[Stored records]
%%

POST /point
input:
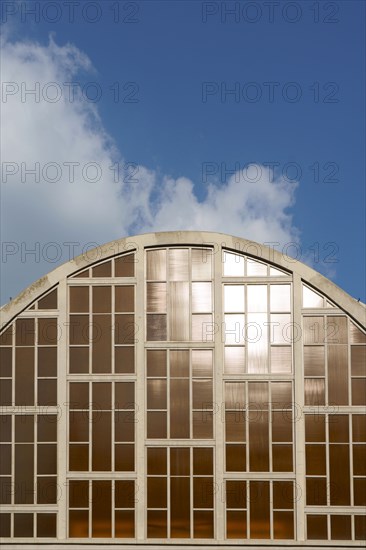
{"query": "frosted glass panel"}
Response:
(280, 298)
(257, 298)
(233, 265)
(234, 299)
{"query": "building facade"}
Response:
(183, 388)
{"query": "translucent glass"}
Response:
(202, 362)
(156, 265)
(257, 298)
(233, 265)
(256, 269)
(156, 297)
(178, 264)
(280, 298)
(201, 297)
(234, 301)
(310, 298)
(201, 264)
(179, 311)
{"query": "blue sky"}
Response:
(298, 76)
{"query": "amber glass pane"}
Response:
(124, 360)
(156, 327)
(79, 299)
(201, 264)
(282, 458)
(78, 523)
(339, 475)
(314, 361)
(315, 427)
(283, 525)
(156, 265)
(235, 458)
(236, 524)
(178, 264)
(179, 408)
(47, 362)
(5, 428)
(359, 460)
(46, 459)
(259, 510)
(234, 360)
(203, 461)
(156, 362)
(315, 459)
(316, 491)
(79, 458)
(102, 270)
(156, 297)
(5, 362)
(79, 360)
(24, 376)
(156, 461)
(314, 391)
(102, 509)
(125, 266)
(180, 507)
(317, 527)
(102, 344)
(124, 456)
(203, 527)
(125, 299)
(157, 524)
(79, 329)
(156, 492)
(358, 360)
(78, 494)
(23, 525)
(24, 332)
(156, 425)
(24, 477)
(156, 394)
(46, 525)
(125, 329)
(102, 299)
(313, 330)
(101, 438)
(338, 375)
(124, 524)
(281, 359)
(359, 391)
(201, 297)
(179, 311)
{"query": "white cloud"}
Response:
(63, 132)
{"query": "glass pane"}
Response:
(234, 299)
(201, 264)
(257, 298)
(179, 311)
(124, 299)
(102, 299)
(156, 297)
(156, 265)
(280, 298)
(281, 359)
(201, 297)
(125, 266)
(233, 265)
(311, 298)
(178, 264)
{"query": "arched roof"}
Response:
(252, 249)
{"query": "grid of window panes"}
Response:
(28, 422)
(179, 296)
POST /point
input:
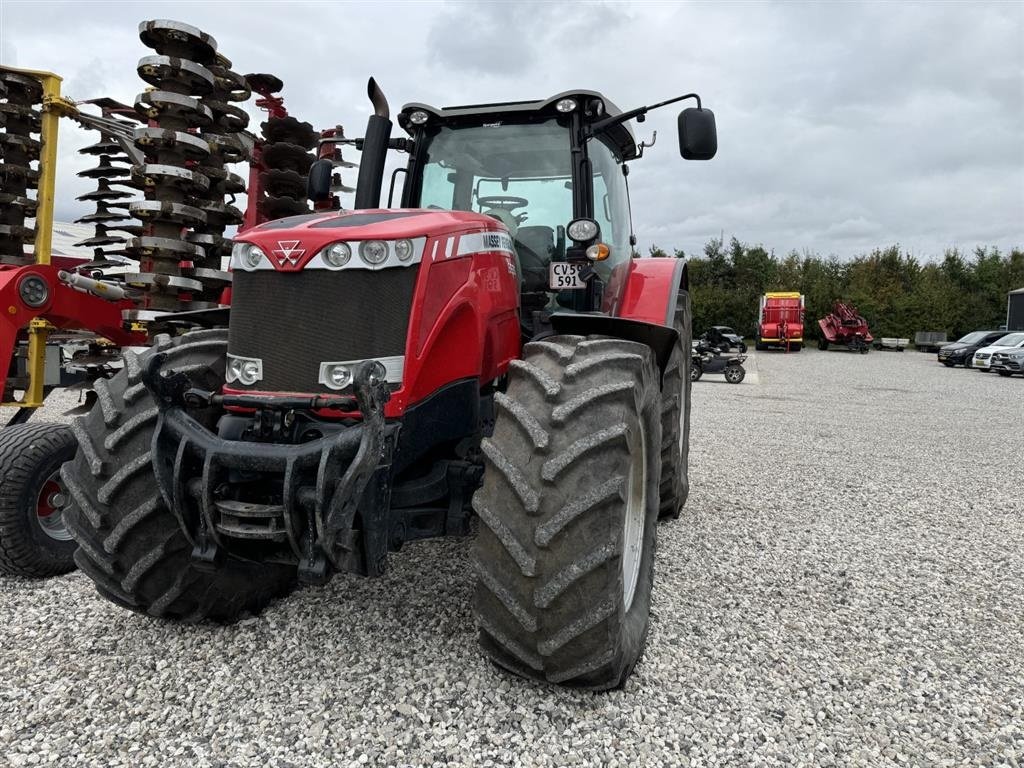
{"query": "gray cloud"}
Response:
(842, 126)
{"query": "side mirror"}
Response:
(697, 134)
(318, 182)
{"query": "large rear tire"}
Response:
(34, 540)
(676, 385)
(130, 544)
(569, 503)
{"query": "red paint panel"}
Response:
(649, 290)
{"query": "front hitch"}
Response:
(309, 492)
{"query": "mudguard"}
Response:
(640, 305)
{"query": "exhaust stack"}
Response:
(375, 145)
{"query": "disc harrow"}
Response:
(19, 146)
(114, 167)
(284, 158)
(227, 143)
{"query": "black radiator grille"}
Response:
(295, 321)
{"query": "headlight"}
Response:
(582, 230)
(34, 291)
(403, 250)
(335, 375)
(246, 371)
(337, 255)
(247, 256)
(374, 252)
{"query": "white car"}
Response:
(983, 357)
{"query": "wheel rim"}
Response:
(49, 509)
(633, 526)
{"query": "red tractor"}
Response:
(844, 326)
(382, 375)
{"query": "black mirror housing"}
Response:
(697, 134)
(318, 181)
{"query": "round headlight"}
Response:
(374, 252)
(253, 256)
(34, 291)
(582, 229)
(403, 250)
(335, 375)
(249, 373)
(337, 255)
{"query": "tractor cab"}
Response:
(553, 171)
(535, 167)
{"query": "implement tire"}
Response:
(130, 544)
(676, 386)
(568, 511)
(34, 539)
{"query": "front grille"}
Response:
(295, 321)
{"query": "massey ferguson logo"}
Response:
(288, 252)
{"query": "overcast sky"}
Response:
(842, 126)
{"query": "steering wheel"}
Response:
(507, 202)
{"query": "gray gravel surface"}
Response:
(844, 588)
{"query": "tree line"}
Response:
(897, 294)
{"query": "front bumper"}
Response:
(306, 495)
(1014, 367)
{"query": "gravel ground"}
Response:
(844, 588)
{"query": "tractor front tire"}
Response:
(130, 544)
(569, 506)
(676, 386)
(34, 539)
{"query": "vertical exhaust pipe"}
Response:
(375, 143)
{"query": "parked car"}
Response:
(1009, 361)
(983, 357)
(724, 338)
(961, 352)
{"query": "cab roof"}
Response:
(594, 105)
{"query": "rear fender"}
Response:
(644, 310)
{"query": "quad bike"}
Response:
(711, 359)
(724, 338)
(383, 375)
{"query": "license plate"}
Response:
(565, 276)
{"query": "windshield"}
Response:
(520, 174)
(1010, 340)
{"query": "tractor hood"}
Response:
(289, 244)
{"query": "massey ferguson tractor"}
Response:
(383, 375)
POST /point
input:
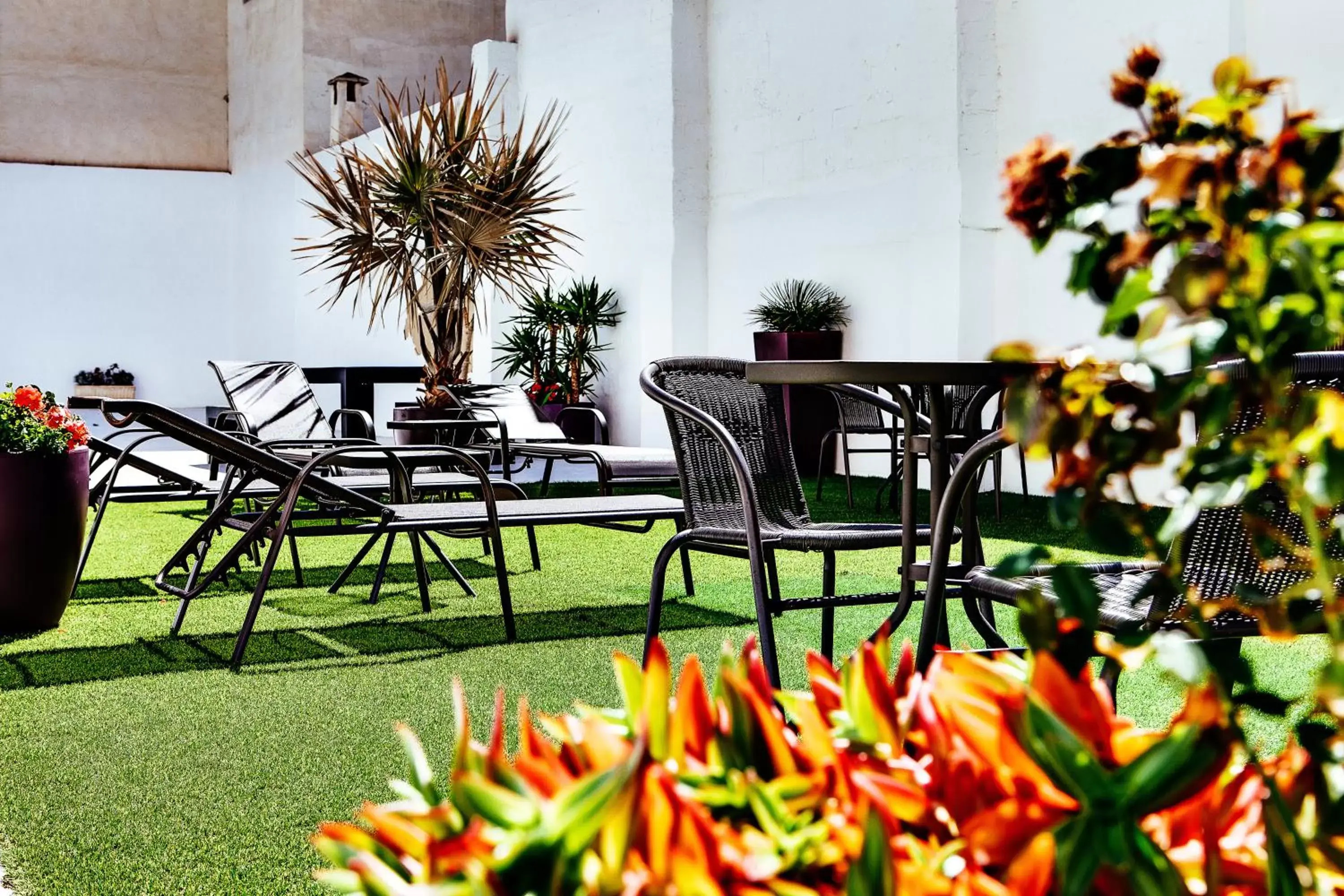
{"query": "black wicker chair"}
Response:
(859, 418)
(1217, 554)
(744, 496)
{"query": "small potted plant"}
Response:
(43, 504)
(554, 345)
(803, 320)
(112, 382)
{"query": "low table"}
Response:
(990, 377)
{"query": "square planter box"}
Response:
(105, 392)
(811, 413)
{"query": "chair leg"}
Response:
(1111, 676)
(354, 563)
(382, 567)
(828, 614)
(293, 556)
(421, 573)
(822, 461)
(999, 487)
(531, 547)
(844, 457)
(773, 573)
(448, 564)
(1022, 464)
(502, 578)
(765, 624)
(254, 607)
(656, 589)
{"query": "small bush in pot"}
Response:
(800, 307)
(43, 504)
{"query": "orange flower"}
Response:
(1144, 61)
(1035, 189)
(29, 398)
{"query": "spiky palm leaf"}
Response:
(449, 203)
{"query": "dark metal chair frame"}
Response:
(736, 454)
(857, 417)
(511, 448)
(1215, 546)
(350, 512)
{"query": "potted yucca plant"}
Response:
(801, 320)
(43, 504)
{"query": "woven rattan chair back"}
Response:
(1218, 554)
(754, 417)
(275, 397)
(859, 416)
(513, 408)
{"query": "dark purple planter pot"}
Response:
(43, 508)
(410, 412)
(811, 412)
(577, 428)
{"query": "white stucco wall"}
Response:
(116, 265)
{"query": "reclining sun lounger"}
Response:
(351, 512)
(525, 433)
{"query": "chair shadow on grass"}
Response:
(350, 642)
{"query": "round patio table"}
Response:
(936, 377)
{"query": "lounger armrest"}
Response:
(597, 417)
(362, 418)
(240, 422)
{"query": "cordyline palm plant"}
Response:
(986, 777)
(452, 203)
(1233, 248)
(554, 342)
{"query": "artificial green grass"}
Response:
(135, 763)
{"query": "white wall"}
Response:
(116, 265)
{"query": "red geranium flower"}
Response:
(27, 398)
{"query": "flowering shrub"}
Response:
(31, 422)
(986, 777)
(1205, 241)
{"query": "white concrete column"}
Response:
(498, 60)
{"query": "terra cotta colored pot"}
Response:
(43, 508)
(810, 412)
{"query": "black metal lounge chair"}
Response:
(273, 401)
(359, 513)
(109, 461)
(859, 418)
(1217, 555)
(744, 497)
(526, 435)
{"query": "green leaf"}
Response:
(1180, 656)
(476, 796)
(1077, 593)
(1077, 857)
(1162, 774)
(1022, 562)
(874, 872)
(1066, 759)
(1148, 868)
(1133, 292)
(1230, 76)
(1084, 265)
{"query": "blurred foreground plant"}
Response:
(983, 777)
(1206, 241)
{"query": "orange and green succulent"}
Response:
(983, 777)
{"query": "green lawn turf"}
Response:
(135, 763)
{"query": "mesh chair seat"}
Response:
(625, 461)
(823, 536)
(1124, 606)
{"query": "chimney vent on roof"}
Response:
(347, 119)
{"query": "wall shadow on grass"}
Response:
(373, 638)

%%

- _What to work on_
Send back the data above word for word, with the pictures left out.

- _Result of this exercise_
POST /point
input:
{"query": "frosted glass panel"}
Response:
(280, 298)
(257, 298)
(233, 265)
(234, 299)
{"query": "building facade"}
Response:
(183, 388)
{"query": "translucent glass"}
Response:
(202, 362)
(156, 265)
(257, 298)
(233, 265)
(256, 269)
(156, 297)
(178, 264)
(280, 298)
(201, 297)
(234, 301)
(310, 298)
(201, 264)
(179, 311)
{"query": "blue sky"}
Response:
(298, 76)
{"query": "amber glass pane"}
Response:
(124, 360)
(156, 327)
(79, 299)
(201, 264)
(282, 458)
(78, 523)
(339, 475)
(314, 361)
(315, 427)
(283, 525)
(156, 265)
(235, 458)
(236, 524)
(178, 264)
(179, 408)
(47, 362)
(5, 428)
(359, 460)
(46, 459)
(259, 510)
(234, 360)
(203, 461)
(156, 362)
(315, 459)
(316, 491)
(79, 458)
(102, 270)
(156, 297)
(5, 362)
(79, 360)
(24, 376)
(156, 461)
(314, 391)
(102, 509)
(125, 266)
(180, 507)
(317, 527)
(102, 344)
(124, 456)
(203, 527)
(125, 299)
(157, 524)
(79, 329)
(156, 492)
(358, 360)
(78, 494)
(23, 525)
(24, 332)
(156, 425)
(24, 477)
(156, 394)
(46, 525)
(125, 329)
(102, 299)
(313, 330)
(101, 438)
(338, 375)
(124, 524)
(281, 359)
(359, 391)
(201, 297)
(179, 311)
{"query": "white cloud"}
Response:
(63, 132)
{"query": "glass pane"}
Response:
(234, 299)
(201, 264)
(257, 298)
(179, 311)
(124, 299)
(102, 299)
(156, 297)
(156, 265)
(280, 298)
(281, 359)
(201, 297)
(125, 266)
(233, 265)
(311, 298)
(178, 264)
{"query": "arched roof"}
Response:
(252, 249)
{"query": "grid of window panes"}
Response:
(28, 422)
(179, 296)
POST /point
input:
{"query": "gray cloud"}
Response:
(842, 126)
{"query": "side mirror"}
Response:
(697, 134)
(318, 182)
{"query": "large rear tire"}
Response:
(34, 540)
(676, 385)
(130, 544)
(569, 503)
{"query": "red paint panel"}
Response:
(649, 290)
{"query": "front hitch"}
Response:
(309, 492)
{"query": "mudguard"}
Response:
(640, 305)
{"query": "exhaust stack"}
Response:
(375, 145)
{"query": "disc harrow"}
Response:
(19, 146)
(114, 167)
(284, 158)
(227, 143)
{"query": "black radiator grille"}
Response:
(295, 321)
{"query": "headlight"}
Response:
(582, 230)
(34, 291)
(403, 250)
(335, 375)
(246, 371)
(337, 255)
(247, 256)
(374, 252)
{"query": "white car"}
Response:
(983, 357)
{"query": "wheel rim"}
Response:
(49, 509)
(633, 526)
{"query": "red tractor"}
Response:
(844, 326)
(382, 375)
{"query": "black mirror housing"}
Response:
(697, 134)
(318, 181)
{"query": "round headlight"}
Response:
(374, 252)
(253, 256)
(34, 291)
(582, 229)
(403, 250)
(335, 375)
(249, 373)
(337, 255)
{"query": "tractor cab"}
Response:
(553, 171)
(535, 167)
{"query": "implement tire"}
Response:
(130, 544)
(676, 386)
(568, 511)
(34, 539)
{"query": "front grille"}
Response:
(295, 321)
{"query": "massey ferguson logo"}
Response:
(288, 252)
{"query": "overcast sky"}
Response:
(842, 126)
{"query": "steering wheel"}
Response:
(507, 202)
{"query": "gray gravel surface"}
Response:
(844, 588)
{"query": "tree line"}
Response:
(897, 294)
{"query": "front bumper"}
Response:
(306, 495)
(1014, 367)
{"query": "gravel ground"}
Response:
(844, 588)
{"query": "tractor front tire"}
Response:
(130, 544)
(569, 506)
(676, 386)
(34, 539)
{"query": "vertical exhaust pipe"}
Response:
(375, 143)
{"query": "parked car"}
Response:
(1009, 361)
(983, 357)
(724, 338)
(961, 352)
{"query": "cab roof"}
Response:
(594, 105)
{"query": "rear fender"}
Response:
(644, 310)
{"query": "quad bike"}
Response:
(711, 359)
(724, 338)
(383, 375)
{"query": "license plate"}
Response:
(565, 276)
{"query": "windshield"}
Response:
(520, 174)
(1010, 340)
{"query": "tractor hood"}
Response:
(289, 244)
{"query": "massey ferguson tractor"}
Response:
(383, 375)
POST /point
input:
{"query": "black wicker chair"}
Response:
(859, 418)
(1217, 554)
(744, 496)
{"query": "small potted plant"}
Response:
(43, 504)
(554, 345)
(803, 320)
(112, 382)
{"query": "low table"}
Response:
(990, 377)
{"query": "square planter box"}
Response:
(105, 392)
(811, 413)
{"query": "chair leg"}
Response:
(1111, 676)
(354, 563)
(382, 567)
(828, 614)
(293, 556)
(421, 573)
(822, 461)
(999, 487)
(531, 547)
(844, 457)
(773, 573)
(448, 564)
(1022, 464)
(502, 578)
(765, 624)
(254, 607)
(656, 589)
{"query": "small bush in pot"}
Response:
(800, 307)
(43, 504)
{"query": "orange flower"}
Response:
(1144, 61)
(1035, 189)
(29, 398)
{"query": "spiky palm leaf"}
Response:
(449, 203)
{"query": "dark metal chair frame"}
Response:
(736, 454)
(857, 417)
(511, 448)
(1215, 546)
(350, 512)
{"query": "potted yucca plant"}
Response:
(801, 320)
(43, 504)
{"query": "woven rattan chair back"}
Response:
(1218, 554)
(754, 417)
(275, 397)
(859, 416)
(513, 408)
{"query": "dark purple planter pot"}
Response:
(43, 508)
(410, 412)
(811, 412)
(577, 428)
{"query": "white stucco wall"}
Response:
(116, 265)
{"query": "reclining sun lounger"}
Response:
(351, 512)
(525, 433)
{"query": "chair shadow on grass"}
Response:
(350, 642)
{"query": "round patio table"}
Response:
(936, 377)
{"query": "lounger armrest"}
Response:
(597, 417)
(362, 418)
(240, 422)
{"query": "cordyline palm plant"}
Response:
(986, 777)
(452, 203)
(1233, 248)
(554, 342)
{"query": "artificial green grass"}
Response:
(135, 763)
{"query": "white wall"}
Response:
(116, 265)
{"query": "red geranium flower"}
Response:
(27, 398)
{"query": "flowering shrub"}
Response:
(31, 422)
(986, 777)
(1205, 241)
{"query": "white concrete column"}
Response:
(498, 60)
{"query": "terra cotta colored pot"}
Response:
(43, 508)
(810, 412)
{"query": "black metal lounge chair"}
Response:
(273, 401)
(359, 513)
(109, 461)
(859, 418)
(1217, 555)
(744, 497)
(526, 435)
{"query": "green leaf"}
Response:
(1180, 656)
(476, 796)
(1077, 593)
(1077, 857)
(1162, 774)
(1022, 562)
(874, 872)
(1066, 759)
(1148, 868)
(1133, 292)
(1230, 76)
(1084, 265)
{"query": "blurred foreground plant"}
Response:
(983, 777)
(1206, 241)
{"query": "orange and green succulent"}
Response:
(983, 777)
{"query": "green lawn turf"}
Response:
(135, 763)
{"query": "mesh chair seat"}
Response:
(625, 461)
(823, 536)
(1124, 606)
{"query": "chimney vent on roof"}
Response:
(347, 119)
{"query": "wall shadow on grass"}
Response:
(373, 638)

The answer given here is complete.